Instructions to follow:
Show every line of the records below that contains the string "floor", copying each such line in full; case counts.

Working data:

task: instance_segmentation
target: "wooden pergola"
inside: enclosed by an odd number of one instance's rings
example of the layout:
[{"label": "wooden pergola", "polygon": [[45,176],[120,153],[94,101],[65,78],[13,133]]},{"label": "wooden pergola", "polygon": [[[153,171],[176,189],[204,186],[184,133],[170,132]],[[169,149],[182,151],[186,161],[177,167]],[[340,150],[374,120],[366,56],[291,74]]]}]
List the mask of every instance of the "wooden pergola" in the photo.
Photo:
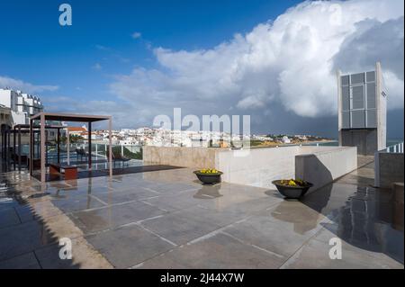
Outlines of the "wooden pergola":
[{"label": "wooden pergola", "polygon": [[[40,181],[46,181],[46,150],[45,150],[45,129],[46,121],[72,121],[72,122],[86,122],[88,125],[88,169],[92,169],[92,123],[100,121],[108,121],[108,132],[109,132],[109,152],[108,152],[108,162],[109,162],[109,172],[110,176],[112,175],[112,117],[111,116],[100,116],[100,115],[86,115],[86,114],[68,114],[68,113],[55,113],[55,112],[39,112],[30,119],[30,174],[32,175],[32,160],[33,160],[33,129],[38,126],[34,124],[34,121],[40,121]],[[58,139],[60,138],[60,130],[58,129]],[[68,161],[69,163],[69,135],[68,134]],[[58,155],[60,153],[60,141],[58,140]],[[58,164],[59,164],[60,158],[58,157]]]}]

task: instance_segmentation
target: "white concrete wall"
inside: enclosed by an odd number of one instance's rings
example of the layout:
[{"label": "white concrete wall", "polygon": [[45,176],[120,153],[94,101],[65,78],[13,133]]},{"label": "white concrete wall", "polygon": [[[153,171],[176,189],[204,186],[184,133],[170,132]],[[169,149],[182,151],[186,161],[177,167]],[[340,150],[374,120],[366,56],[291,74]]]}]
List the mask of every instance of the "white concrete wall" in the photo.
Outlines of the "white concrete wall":
[{"label": "white concrete wall", "polygon": [[[357,168],[357,151],[356,147],[315,146],[243,150],[144,147],[143,161],[193,168],[215,167],[224,173],[222,181],[233,184],[275,189],[273,180],[300,177],[317,188]],[[329,176],[319,172],[321,166]]]},{"label": "white concrete wall", "polygon": [[374,185],[392,188],[394,183],[403,183],[403,153],[375,153]]},{"label": "white concrete wall", "polygon": [[295,176],[310,183],[315,191],[357,168],[357,148],[338,147],[295,157]]},{"label": "white concrete wall", "polygon": [[220,148],[144,146],[145,164],[169,165],[192,168],[213,168]]},{"label": "white concrete wall", "polygon": [[228,150],[217,154],[215,168],[222,171],[222,180],[258,187],[274,187],[273,180],[294,177],[295,155],[300,147]]},{"label": "white concrete wall", "polygon": [[[356,147],[252,148],[247,157],[238,157],[241,152],[217,153],[215,167],[224,173],[223,181],[275,188],[271,184],[273,180],[299,177],[314,184],[313,191],[357,168]],[[324,174],[319,172],[322,166],[320,163],[328,170]]]}]

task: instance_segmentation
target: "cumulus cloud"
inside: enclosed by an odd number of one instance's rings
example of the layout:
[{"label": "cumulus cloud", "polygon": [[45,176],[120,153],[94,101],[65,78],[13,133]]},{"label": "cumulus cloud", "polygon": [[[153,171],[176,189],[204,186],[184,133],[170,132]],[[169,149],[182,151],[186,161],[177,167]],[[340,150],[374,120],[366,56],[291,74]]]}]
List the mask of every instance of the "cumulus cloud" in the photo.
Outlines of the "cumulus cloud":
[{"label": "cumulus cloud", "polygon": [[403,5],[304,2],[212,49],[156,48],[158,67],[117,76],[110,88],[142,119],[175,106],[197,115],[231,108],[260,116],[276,107],[316,118],[337,112],[338,68],[364,71],[379,60],[389,106],[403,108]]},{"label": "cumulus cloud", "polygon": [[103,66],[101,66],[100,63],[95,63],[94,65],[92,66],[92,68],[94,70],[101,70],[103,68]]},{"label": "cumulus cloud", "polygon": [[133,32],[132,35],[131,35],[131,37],[132,37],[133,39],[139,39],[139,38],[140,38],[141,36],[142,36],[142,34],[141,34],[140,32],[139,32],[139,31],[135,31],[135,32]]},{"label": "cumulus cloud", "polygon": [[23,82],[19,79],[14,79],[8,76],[0,76],[0,88],[13,88],[15,90],[21,90],[24,93],[41,93],[45,91],[56,91],[58,89],[58,85],[37,85],[30,83]]}]

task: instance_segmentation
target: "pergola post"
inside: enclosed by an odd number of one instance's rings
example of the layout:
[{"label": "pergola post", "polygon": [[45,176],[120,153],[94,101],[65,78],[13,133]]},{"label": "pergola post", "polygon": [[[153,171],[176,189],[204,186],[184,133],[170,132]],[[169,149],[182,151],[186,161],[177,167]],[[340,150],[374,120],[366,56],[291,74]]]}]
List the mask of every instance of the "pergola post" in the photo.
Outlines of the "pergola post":
[{"label": "pergola post", "polygon": [[7,166],[10,165],[10,130],[7,130]]},{"label": "pergola post", "polygon": [[88,170],[92,170],[92,122],[88,122],[88,135],[87,135],[87,143],[88,143]]},{"label": "pergola post", "polygon": [[110,176],[112,176],[112,121],[110,117],[108,120],[108,164],[110,169]]},{"label": "pergola post", "polygon": [[21,170],[21,126],[18,126],[18,170]]},{"label": "pergola post", "polygon": [[60,164],[60,129],[58,128],[58,164]]},{"label": "pergola post", "polygon": [[13,129],[13,168],[15,170],[15,127]]},{"label": "pergola post", "polygon": [[70,135],[69,128],[66,128],[66,151],[68,154],[68,165],[70,165]]},{"label": "pergola post", "polygon": [[45,115],[40,114],[40,182],[45,183]]},{"label": "pergola post", "polygon": [[30,120],[30,175],[32,175],[32,157],[33,157],[33,133],[32,133],[32,120]]}]

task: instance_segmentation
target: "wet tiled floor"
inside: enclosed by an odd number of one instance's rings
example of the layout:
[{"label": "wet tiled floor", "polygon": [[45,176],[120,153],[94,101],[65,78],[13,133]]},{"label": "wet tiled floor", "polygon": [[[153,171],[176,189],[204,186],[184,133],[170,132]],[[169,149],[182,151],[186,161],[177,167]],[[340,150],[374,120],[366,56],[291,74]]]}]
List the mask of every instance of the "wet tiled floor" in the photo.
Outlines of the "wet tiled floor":
[{"label": "wet tiled floor", "polygon": [[[287,202],[202,186],[186,168],[45,184],[4,173],[0,268],[403,268],[403,196],[373,175],[371,164]],[[342,259],[329,258],[332,238]]]}]

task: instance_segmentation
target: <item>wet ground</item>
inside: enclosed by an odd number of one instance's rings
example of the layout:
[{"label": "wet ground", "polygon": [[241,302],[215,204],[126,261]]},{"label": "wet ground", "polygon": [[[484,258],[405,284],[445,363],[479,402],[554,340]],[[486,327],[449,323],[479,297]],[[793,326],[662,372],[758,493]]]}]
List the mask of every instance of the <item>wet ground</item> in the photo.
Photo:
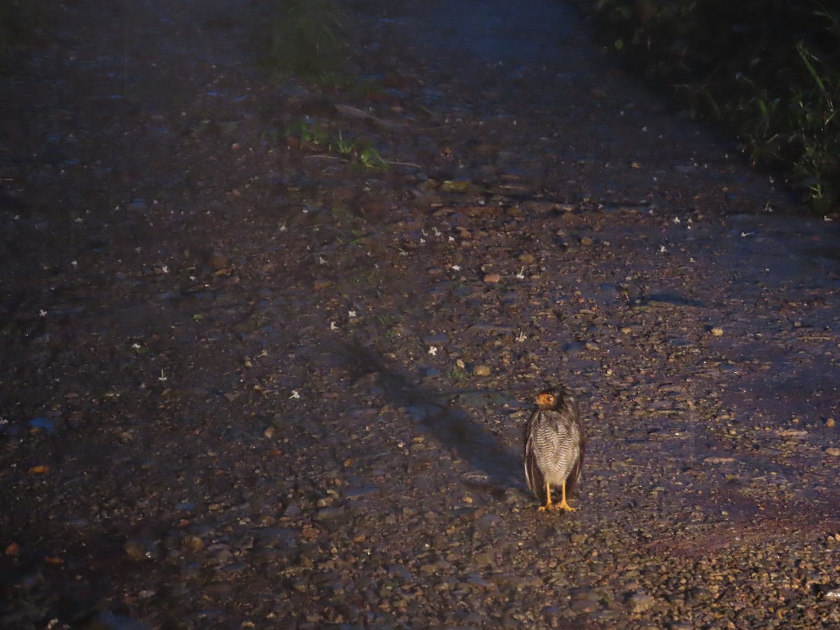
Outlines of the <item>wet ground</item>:
[{"label": "wet ground", "polygon": [[837,223],[560,5],[356,3],[342,87],[264,10],[60,5],[3,80],[0,625],[840,623]]}]

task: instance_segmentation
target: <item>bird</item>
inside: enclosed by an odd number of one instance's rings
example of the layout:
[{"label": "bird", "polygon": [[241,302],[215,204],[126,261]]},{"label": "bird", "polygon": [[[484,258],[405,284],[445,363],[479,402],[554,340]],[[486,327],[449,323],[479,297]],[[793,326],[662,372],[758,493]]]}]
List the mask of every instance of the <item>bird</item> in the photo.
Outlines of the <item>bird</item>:
[{"label": "bird", "polygon": [[[542,505],[575,512],[567,496],[580,480],[586,437],[577,401],[564,388],[537,394],[537,407],[525,425],[525,479]],[[559,503],[551,501],[552,486],[560,486]]]}]

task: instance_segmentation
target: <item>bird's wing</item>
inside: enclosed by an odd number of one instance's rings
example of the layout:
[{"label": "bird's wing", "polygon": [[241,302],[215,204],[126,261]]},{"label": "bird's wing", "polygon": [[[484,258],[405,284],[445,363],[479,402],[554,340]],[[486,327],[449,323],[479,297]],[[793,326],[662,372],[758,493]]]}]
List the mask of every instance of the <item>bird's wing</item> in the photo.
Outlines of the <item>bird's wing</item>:
[{"label": "bird's wing", "polygon": [[580,480],[580,476],[583,474],[584,454],[586,453],[586,435],[583,432],[583,423],[580,421],[580,416],[575,418],[574,427],[578,434],[578,456],[575,460],[575,465],[572,466],[572,470],[566,478],[567,492],[571,492],[575,490],[575,486]]},{"label": "bird's wing", "polygon": [[525,480],[531,488],[531,491],[537,496],[537,498],[543,503],[548,497],[545,496],[545,478],[543,471],[537,465],[537,457],[533,448],[533,426],[539,412],[535,412],[525,425]]}]

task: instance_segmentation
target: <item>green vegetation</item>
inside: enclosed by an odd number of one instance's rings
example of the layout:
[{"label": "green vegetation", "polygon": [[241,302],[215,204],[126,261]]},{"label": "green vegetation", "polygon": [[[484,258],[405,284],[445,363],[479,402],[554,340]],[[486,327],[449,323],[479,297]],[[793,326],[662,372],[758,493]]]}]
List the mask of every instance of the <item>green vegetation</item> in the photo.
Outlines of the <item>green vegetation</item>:
[{"label": "green vegetation", "polygon": [[840,207],[840,8],[820,0],[578,0],[647,78],[782,168],[819,213]]},{"label": "green vegetation", "polygon": [[[263,136],[275,141],[280,139],[280,133],[276,129],[268,131]],[[366,168],[381,171],[388,169],[388,163],[382,159],[370,140],[345,134],[341,129],[336,134],[331,134],[327,122],[296,118],[286,125],[283,137],[295,138],[300,140],[302,145],[308,143],[325,147],[331,154]]]},{"label": "green vegetation", "polygon": [[266,61],[307,76],[331,76],[344,60],[344,44],[333,0],[276,0]]}]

Solution for this exercise:
target: "wet tiled floor"
[{"label": "wet tiled floor", "polygon": [[45,176],[120,153],[94,101],[65,78],[13,133]]},{"label": "wet tiled floor", "polygon": [[[153,171],[176,189],[204,186],[184,133],[170,132]],[[169,149],[182,151],[186,161],[177,167]],[[340,150],[374,120],[366,56],[291,74]]]}]
List the mask of every instance of the "wet tiled floor" in the photo.
Outlines of the "wet tiled floor":
[{"label": "wet tiled floor", "polygon": [[[287,202],[202,186],[186,168],[45,184],[4,173],[0,268],[403,268],[403,196],[373,175],[371,164]],[[342,259],[329,258],[332,238]]]}]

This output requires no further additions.